* YOUR ASSIGNMENT *
What is needed here is an exact transcription of all the entries.
(RECORDS FOR THIS TASK Opens)
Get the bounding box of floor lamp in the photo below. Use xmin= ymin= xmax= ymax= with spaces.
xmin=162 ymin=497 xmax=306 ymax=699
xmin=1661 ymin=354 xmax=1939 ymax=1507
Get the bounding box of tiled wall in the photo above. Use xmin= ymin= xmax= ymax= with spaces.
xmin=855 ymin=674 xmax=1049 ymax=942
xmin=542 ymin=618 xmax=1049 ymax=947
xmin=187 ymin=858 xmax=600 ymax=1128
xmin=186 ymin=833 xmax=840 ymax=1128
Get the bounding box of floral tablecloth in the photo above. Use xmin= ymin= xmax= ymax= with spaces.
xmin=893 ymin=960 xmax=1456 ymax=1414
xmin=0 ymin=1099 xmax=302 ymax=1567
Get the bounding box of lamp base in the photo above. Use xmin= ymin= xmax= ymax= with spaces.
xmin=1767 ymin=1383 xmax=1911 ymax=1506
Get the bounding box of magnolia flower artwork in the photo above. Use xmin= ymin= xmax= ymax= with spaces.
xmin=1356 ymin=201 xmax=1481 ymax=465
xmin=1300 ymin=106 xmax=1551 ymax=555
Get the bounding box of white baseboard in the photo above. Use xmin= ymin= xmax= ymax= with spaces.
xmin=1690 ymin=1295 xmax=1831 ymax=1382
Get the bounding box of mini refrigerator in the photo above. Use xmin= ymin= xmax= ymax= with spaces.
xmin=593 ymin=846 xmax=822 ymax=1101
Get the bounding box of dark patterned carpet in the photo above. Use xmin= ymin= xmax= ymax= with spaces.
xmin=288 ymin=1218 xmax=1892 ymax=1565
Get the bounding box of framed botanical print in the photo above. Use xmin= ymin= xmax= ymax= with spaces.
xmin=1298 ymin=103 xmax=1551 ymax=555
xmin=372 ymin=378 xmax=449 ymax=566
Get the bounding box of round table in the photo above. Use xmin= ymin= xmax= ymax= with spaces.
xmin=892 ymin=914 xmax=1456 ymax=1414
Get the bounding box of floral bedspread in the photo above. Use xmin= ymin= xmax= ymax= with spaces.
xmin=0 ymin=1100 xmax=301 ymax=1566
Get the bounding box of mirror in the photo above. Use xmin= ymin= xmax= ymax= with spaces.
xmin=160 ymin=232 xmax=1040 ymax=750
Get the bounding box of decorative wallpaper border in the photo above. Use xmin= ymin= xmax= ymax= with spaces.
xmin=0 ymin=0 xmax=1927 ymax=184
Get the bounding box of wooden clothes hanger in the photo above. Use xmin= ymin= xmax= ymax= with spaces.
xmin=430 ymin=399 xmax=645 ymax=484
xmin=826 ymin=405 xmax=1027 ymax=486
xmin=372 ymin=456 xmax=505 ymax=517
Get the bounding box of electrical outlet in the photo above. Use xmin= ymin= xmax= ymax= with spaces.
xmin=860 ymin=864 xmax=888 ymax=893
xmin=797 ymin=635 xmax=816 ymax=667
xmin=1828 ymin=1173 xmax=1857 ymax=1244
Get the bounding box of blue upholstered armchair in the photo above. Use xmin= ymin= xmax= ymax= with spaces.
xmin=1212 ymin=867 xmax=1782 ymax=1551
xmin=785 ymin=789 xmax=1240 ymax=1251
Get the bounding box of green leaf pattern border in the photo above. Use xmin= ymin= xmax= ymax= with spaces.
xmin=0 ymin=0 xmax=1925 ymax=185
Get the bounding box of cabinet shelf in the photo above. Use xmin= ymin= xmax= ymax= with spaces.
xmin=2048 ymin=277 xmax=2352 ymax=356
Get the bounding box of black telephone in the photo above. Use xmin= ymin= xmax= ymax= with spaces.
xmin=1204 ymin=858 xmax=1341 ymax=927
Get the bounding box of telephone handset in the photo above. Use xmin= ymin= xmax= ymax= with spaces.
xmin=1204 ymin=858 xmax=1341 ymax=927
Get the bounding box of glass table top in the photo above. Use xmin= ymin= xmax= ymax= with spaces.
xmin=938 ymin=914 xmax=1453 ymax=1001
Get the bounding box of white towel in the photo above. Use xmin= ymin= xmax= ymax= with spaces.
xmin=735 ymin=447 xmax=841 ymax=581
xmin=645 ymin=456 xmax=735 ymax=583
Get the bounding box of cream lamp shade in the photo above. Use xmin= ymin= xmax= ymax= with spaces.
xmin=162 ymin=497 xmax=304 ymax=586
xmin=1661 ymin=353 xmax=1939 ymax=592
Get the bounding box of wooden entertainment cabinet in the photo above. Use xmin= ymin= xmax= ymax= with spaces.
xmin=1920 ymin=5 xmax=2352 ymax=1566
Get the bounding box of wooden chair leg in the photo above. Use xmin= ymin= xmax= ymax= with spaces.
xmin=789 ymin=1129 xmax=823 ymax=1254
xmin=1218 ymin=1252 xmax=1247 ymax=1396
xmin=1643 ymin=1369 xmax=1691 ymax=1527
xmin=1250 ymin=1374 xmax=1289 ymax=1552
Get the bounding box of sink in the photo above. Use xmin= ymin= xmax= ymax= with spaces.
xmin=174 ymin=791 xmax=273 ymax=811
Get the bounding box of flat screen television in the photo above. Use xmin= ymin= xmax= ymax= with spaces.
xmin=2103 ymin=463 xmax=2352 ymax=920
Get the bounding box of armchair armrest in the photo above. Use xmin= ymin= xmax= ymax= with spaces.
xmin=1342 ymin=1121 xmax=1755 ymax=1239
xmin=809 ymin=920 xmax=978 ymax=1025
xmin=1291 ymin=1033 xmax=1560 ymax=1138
(RECORDS FOR THIS TASK Closes)
* RESPONSE TO THE TASK *
Get the bounding box of floor lamp in the photo below. Use xmin= ymin= xmax= ymax= with spaces.
xmin=162 ymin=497 xmax=306 ymax=699
xmin=1661 ymin=354 xmax=1939 ymax=1507
Get the bounding box of tiled wall in the photo above. Use xmin= ymin= xmax= ymax= with spaces.
xmin=855 ymin=674 xmax=1049 ymax=942
xmin=542 ymin=618 xmax=1049 ymax=947
xmin=187 ymin=858 xmax=600 ymax=1128
xmin=186 ymin=833 xmax=840 ymax=1128
Get the bounding box of floral tablecloth in the photo above. Use xmin= ymin= xmax= ymax= with spaces.
xmin=893 ymin=960 xmax=1456 ymax=1414
xmin=0 ymin=1099 xmax=302 ymax=1567
Get the bounding box of lamp base in the photo above. Use xmin= ymin= xmax= ymax= with spaces.
xmin=1767 ymin=1383 xmax=1911 ymax=1506
Get the bounding box of magnolia flower artwork in the photo above. Use xmin= ymin= xmax= ymax= with spaces.
xmin=1356 ymin=201 xmax=1481 ymax=465
xmin=1300 ymin=106 xmax=1551 ymax=555
Get the bounding box of white baseboard in the photo above. Use xmin= ymin= xmax= ymax= with spaces.
xmin=1690 ymin=1295 xmax=1831 ymax=1382
Get the bounding box of mini refrigerator in the photo above. Use xmin= ymin= xmax= ymax= with spaces.
xmin=593 ymin=846 xmax=822 ymax=1101
Get the bounding box of dark patterned carpet in the photo above. Use xmin= ymin= xmax= ymax= with spaces.
xmin=288 ymin=1218 xmax=1892 ymax=1565
Get the bounding box of framed botanical print in the photo above. Use xmin= ymin= xmax= ymax= with spaces.
xmin=1298 ymin=103 xmax=1551 ymax=555
xmin=372 ymin=378 xmax=449 ymax=566
Get the bounding box of round table in the photo above. Use xmin= ymin= xmax= ymax= with spaces.
xmin=892 ymin=914 xmax=1456 ymax=1414
Get the bounding box of floral bedspread in the photo above. Use xmin= ymin= xmax= ymax= with spaces.
xmin=0 ymin=1100 xmax=301 ymax=1566
Get the bounding box of mirror in the photo above. Use xmin= ymin= xmax= ymax= with spaces.
xmin=160 ymin=232 xmax=1040 ymax=750
Get the bounding box of decorative wallpaper border in the photo above. Use xmin= ymin= xmax= ymax= with spaces.
xmin=0 ymin=0 xmax=1927 ymax=184
Get the bounding box of wooden clothes hanger in the photo above. Use xmin= ymin= xmax= ymax= with spaces.
xmin=430 ymin=399 xmax=645 ymax=484
xmin=826 ymin=405 xmax=1027 ymax=486
xmin=372 ymin=456 xmax=505 ymax=517
Get the bounding box of electrical outlet in the photo above. Use xmin= ymin= xmax= ymax= with spaces.
xmin=860 ymin=864 xmax=888 ymax=893
xmin=797 ymin=635 xmax=816 ymax=667
xmin=1828 ymin=1173 xmax=1857 ymax=1244
Get the bounding box of blue upholstered armchair in the photo above. Use xmin= ymin= xmax= ymax= with spaces.
xmin=1212 ymin=867 xmax=1782 ymax=1551
xmin=785 ymin=789 xmax=1240 ymax=1251
Get the bounding box of green leaf pattern border in the photo above. Use xmin= ymin= xmax= ymax= with spaces.
xmin=0 ymin=0 xmax=1925 ymax=185
Get the bounding box of cabinet shelf in the photo above. Use xmin= ymin= xmax= ymax= with spaces.
xmin=2048 ymin=277 xmax=2352 ymax=356
Get the bounding box of black telephone in the photo above. Use xmin= ymin= xmax= ymax= with spaces.
xmin=1204 ymin=858 xmax=1341 ymax=927
Get the bounding box of telephone handset in the photo above. Use xmin= ymin= xmax= ymax= with spaces.
xmin=1204 ymin=858 xmax=1341 ymax=927
Get the bounding box of glass table top in the photo above. Use xmin= ymin= xmax= ymax= with spaces.
xmin=938 ymin=914 xmax=1453 ymax=1001
Get the bounding box of white towel in the photo above. Use xmin= ymin= xmax= ymax= with spaces.
xmin=735 ymin=447 xmax=841 ymax=581
xmin=645 ymin=456 xmax=735 ymax=583
Get the bounding box of cream lamp shade in the photo above. Use xmin= ymin= xmax= ymax= with spaces.
xmin=162 ymin=497 xmax=304 ymax=586
xmin=1661 ymin=353 xmax=1939 ymax=592
Get the bounding box of wooden entertainment cabinet in the photo above. Use xmin= ymin= xmax= ymax= with spaces.
xmin=1920 ymin=5 xmax=2352 ymax=1566
Get the bounding box of wooden chair leg in the photo above. Use xmin= ymin= xmax= ymax= with spaces.
xmin=789 ymin=1129 xmax=823 ymax=1254
xmin=1218 ymin=1252 xmax=1247 ymax=1396
xmin=1643 ymin=1369 xmax=1691 ymax=1527
xmin=1250 ymin=1374 xmax=1289 ymax=1552
Get the bounding box of sink in the photo above. Use xmin= ymin= xmax= ymax= with spaces.
xmin=174 ymin=791 xmax=273 ymax=811
Get the bounding box of flat screen television in the photo above. Use xmin= ymin= xmax= ymax= with spaces.
xmin=2103 ymin=463 xmax=2352 ymax=920
Get the bounding box of armchair armrest in the photo above. Use xmin= ymin= xmax= ymax= with spaces.
xmin=1342 ymin=1121 xmax=1755 ymax=1239
xmin=809 ymin=920 xmax=978 ymax=1025
xmin=1291 ymin=1033 xmax=1560 ymax=1138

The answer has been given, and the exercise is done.